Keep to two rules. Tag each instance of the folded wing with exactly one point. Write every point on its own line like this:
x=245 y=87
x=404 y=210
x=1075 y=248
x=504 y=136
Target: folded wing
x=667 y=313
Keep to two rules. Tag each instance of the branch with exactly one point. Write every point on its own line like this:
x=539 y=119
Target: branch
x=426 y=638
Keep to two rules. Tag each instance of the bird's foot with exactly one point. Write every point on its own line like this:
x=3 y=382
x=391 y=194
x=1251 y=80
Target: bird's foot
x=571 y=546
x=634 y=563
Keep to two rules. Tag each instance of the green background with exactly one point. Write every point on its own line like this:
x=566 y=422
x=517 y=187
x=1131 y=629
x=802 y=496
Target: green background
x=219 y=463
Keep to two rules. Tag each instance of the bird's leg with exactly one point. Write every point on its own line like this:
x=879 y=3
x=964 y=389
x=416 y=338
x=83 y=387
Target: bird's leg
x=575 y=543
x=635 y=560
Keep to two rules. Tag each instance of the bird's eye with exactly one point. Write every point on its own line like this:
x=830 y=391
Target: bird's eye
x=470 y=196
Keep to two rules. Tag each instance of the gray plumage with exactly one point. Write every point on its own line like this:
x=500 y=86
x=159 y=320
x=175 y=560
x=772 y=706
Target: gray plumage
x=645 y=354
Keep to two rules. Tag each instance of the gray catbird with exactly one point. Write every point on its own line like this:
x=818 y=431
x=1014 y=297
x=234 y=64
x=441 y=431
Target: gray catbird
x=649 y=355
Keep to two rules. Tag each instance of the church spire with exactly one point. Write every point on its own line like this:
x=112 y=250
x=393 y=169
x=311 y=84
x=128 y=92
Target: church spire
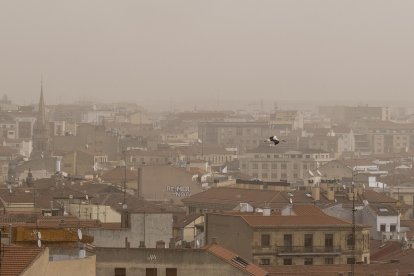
x=41 y=114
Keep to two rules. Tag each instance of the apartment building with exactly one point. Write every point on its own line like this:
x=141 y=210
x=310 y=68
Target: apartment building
x=269 y=164
x=301 y=235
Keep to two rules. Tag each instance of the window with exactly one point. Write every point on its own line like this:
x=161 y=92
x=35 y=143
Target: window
x=150 y=272
x=350 y=241
x=308 y=242
x=350 y=261
x=265 y=240
x=308 y=261
x=287 y=241
x=120 y=271
x=265 y=261
x=170 y=271
x=329 y=242
x=287 y=261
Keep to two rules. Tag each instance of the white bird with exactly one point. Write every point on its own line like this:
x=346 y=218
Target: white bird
x=274 y=139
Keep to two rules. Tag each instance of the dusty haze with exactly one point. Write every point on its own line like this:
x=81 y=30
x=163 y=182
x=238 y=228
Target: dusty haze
x=208 y=52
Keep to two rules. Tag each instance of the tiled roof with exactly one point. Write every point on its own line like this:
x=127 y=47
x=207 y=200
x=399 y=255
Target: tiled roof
x=234 y=196
x=375 y=197
x=256 y=220
x=229 y=256
x=331 y=270
x=15 y=259
x=183 y=221
x=118 y=174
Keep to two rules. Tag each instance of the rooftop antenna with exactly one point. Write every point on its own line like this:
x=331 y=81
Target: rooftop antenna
x=353 y=221
x=39 y=239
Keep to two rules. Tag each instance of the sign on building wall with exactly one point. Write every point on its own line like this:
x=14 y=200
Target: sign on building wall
x=179 y=191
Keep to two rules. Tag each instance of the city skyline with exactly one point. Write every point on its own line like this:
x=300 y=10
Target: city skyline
x=194 y=52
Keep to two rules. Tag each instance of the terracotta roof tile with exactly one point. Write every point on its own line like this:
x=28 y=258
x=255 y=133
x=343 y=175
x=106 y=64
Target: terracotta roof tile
x=15 y=259
x=229 y=256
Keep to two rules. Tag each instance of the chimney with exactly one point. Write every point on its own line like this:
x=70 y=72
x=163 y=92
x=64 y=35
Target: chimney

◆ **Prompt**: Your answer should consist of all lines in the listing above that contain "chimney".

◆ **Response to the task**:
Keep to two rules. Tag each instance of the chimney with exactly one point. Write every point on its own line like this:
Target: chimney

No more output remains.